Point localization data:
Content starts
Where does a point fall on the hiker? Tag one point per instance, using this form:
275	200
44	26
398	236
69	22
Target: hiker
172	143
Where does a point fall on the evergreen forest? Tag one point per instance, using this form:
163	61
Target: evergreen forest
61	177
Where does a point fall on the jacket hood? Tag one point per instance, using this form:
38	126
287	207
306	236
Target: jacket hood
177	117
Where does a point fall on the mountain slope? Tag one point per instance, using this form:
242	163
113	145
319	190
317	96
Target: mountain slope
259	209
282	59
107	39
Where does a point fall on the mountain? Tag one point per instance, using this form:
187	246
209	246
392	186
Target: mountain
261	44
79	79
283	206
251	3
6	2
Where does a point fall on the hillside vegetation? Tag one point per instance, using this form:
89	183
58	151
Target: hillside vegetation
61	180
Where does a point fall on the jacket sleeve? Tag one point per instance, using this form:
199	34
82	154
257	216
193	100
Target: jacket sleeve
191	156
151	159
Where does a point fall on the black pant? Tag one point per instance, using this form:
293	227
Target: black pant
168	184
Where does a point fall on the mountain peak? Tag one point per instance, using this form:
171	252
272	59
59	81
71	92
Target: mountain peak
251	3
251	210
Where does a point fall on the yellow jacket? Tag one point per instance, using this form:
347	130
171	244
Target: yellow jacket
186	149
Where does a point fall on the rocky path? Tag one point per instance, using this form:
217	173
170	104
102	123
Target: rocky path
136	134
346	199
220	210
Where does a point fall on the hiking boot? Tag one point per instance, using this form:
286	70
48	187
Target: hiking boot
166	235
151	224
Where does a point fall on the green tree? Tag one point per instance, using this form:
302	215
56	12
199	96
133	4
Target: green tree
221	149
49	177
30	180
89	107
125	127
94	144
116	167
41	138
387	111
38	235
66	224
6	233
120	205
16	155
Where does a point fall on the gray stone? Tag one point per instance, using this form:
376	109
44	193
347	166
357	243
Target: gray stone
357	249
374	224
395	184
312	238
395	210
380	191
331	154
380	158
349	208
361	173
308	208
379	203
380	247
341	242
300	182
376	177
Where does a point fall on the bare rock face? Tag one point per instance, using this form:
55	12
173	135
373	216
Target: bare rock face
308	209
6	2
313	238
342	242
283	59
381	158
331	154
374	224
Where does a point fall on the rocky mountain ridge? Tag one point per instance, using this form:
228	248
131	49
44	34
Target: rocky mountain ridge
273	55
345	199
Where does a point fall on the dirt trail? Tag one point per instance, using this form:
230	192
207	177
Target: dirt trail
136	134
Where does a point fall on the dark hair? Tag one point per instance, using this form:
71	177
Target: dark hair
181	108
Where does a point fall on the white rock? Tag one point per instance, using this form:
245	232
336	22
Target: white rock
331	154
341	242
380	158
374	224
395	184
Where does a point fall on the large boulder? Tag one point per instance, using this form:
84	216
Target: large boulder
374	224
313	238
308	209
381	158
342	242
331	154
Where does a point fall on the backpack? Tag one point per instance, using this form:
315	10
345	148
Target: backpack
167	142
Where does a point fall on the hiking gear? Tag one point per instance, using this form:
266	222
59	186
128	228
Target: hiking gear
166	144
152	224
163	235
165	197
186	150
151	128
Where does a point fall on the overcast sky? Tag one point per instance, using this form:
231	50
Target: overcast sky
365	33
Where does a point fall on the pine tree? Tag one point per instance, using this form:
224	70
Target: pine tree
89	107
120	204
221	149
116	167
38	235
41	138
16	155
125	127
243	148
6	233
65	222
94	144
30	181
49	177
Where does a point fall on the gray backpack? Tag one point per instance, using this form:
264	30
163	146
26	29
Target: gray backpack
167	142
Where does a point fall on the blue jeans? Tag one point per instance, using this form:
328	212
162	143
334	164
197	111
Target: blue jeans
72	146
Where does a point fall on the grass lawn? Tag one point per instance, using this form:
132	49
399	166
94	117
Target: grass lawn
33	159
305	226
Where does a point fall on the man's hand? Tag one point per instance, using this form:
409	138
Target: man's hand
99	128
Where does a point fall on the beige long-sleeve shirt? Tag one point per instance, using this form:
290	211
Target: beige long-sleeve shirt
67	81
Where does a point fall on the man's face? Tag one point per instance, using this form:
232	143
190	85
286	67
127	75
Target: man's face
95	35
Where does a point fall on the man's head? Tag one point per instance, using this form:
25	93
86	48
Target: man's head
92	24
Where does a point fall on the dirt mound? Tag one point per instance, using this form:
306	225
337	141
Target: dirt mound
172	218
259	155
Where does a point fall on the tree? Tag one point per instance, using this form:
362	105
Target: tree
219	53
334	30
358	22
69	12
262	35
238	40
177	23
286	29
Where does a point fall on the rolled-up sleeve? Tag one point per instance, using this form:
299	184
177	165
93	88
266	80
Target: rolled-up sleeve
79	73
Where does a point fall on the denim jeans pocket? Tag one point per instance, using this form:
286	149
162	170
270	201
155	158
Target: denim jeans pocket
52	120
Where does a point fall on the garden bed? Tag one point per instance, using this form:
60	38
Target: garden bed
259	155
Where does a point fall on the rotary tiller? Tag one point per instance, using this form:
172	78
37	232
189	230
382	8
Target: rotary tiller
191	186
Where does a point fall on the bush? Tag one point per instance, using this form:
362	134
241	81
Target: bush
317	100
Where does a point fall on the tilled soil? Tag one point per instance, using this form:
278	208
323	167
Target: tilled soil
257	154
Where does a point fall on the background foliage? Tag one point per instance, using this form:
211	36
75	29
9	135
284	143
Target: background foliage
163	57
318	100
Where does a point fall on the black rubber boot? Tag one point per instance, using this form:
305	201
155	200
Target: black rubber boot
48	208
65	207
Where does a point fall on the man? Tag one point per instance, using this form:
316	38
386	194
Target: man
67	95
Content ends
Problem statement: All lines above should be output verbatim.

Completed task:
Where does a point fall on the hiker? Tag one point per instance, using this form:
275	200
44	26
398	236
69	22
Target: hiker
172	143
Where does a point fall on the evergreen forest? Tag one point per instance, using this form:
163	61
Target: evergreen forest
61	177
Where does a point fall on the jacket hood? Tag one point per instance, using this form:
38	126
287	207
306	236
Target: jacket hood
177	117
Where does a point fall on the mountain slope? Tag one point per instance, using this form:
242	163
113	145
319	190
317	96
Target: mountain slope
259	209
282	59
107	39
Where does a point fall on the mountain? Tag one point per instance, using this form:
187	246
209	246
392	186
Target: mountain
261	44
79	79
283	206
251	3
6	2
Where does a point fall on the hillside vegetation? Tag one point per instance, using this form:
89	183
58	151
Target: hillside vegetation
61	180
Where does a point fall on the jacket sleeve? Tag one point per instance, using this form:
199	34
82	154
257	216
193	100
Target: jacket sleeve
191	156
151	159
Where does a point fall on the black pant? Tag one point per instance, using this form:
293	227
Target: black pant
168	184
Where does a point fall on the mountain peak? Tag one point per instance, using this form:
171	252
272	59
59	81
71	92
Target: mountain peak
251	3
251	210
Where does a point fall on the yellow jacket? Tag one point per instance, using this form:
347	130
171	244
Target: yellow jacket
186	149
Where does a point fall on the rocky path? Tag one point per instance, using this form:
217	173
170	104
102	123
Target: rocky path
136	134
346	199
220	210
Where does a point fall on the hiking boot? Tag one point per instance, using this form:
286	70
48	187
Target: hiking boot
166	235
151	224
Where does a point fall on the green tree? Tag one point per instance, using this form:
302	215
56	12
199	96
133	4
Target: green tree
221	149
49	177
30	180
89	107
125	127
94	144
116	167
41	138
387	111
38	235
66	224
6	233
120	205
16	155
Where does a point fall on the gray stone? Tag one point per instance, using this form:
376	109
44	193
347	166
357	243
Target: gray stone
357	249
374	224
395	184
312	238
395	210
380	191
331	154
380	158
349	208
361	173
308	208
379	203
380	247
341	242
300	182
376	177
Where does a point fall on the bare rock face? Tag one point per instance, using this form:
55	12
173	135
373	216
Target: bare rock face
308	209
6	2
313	238
342	242
283	59
381	158
331	154
374	224
Where does a point fall on the rocky mountain ridge? Tag one point per instance, using this form:
228	248
131	49
44	34
Target: rocky mountain ridge
273	55
345	199
Where does a point fall on the dirt trail? Tag one point per instance, using this form:
230	192
207	177
Target: dirt trail
136	134
Where does a point fall on the dark hair? Tag one point per instance, using this form:
71	177
Target: dark hair
181	108
Where does a point fall on the white rock? Tag one point per instance, using this form:
245	232
336	22
Target: white rock
331	154
341	242
380	158
374	224
395	184
Where does a point fall on the large boulder? Tag one point per instance, using this form:
84	216
Target: large boulder
374	224
313	238
308	209
381	158
342	242
331	154
Where does a point fall on the backpack? Tag one point per instance, using this form:
315	10
345	148
Target: backpack
167	142
Where does a point fall on the hiking gear? Tag one point per instance, using this form:
266	222
59	186
128	228
Target: hiking gear
166	144
152	224
163	235
165	197
186	150
151	128
Where does a point fall on the overcast sky? Tag one point per instance, using this form:
231	50
Target: overcast sky
365	33
Where does a point fall on the pine tree? Tag one point per instance, using this form:
224	70
Target: pine tree
89	107
120	204
221	149
116	167
38	235
41	138
16	155
125	127
243	148
6	233
65	222
94	144
30	181
49	177
Where does a point fall on the gray backpack? Tag one point per instance, using this form:
264	30
163	146
26	29
Target: gray backpack
167	142
Where does a point fall on the blue jeans? Tag one point per instance, using this form:
328	212
162	143
334	164
197	111
Target: blue jeans
72	146
Where does a point fall on the grass lawn? Tag one point per instance, using this form:
132	49
399	166
94	117
Target: grass lawn
33	159
305	226
Where does a point fall on the man's hand? Tag one point per instance, using this form:
409	138
Target: man's hand
99	128
Where does a point fall on the beige long-sleeve shirt? Tag one point per instance, using this form:
290	211
Target: beige long-sleeve shirt
67	81
Where does a point fall on the man's face? Tag one point per instance, using this form:
232	143
190	85
286	67
127	75
Target: man's face
95	35
Where does a point fall on the man's head? Tag one point per instance, using this form:
25	93
86	48
Target: man's head
92	24
Where does a point fall on the dirt mound? Tag one point per instance, using this form:
306	225
337	141
Target: dirt mound
172	218
259	155
Where does a point fall on the tree? Tag one point per instance, using this form:
362	105
Target: tree
219	53
334	30
358	22
69	12
262	35
238	40
177	23
286	29
Where does a point fall on the rolled-up sleeve? Tag one point per instance, using this form:
299	184
177	165
93	88
266	80
Target: rolled-up sleeve
79	73
Where does a point fall on the denim jeans pocket? Tag one point per instance, using this form:
286	149
162	170
270	201
155	158
Target: denim jeans pocket
52	120
Where does a point fall on the garden bed? Tag one point per instance, using this form:
60	38
Target: garden bed
259	155
Where does a point fall on the rotary tiller? Tag one point per instance, using this form:
172	78
37	232
189	230
382	8
Target: rotary tiller
191	186
Where does a point fall on the bush? Tag one point per instance, using this form:
362	134
241	81
Target: bush
317	100
Where does a point fall on the tilled soil? Tag one point per instance, using this form:
278	208
323	167
Target: tilled soil
257	154
Where does a point fall on the background foliage? Tag one point per instance, using this form:
211	36
75	29
9	135
284	143
Target: background foliage
163	57
318	100
Where does a point fall on the black rubber boot? Tag one point per instance, using this form:
305	201
155	200
Target: black rubber boot
48	208
65	207
Where does a point fall on the man? Tag one point per instance, using this form:
316	38
386	194
Target: man
67	95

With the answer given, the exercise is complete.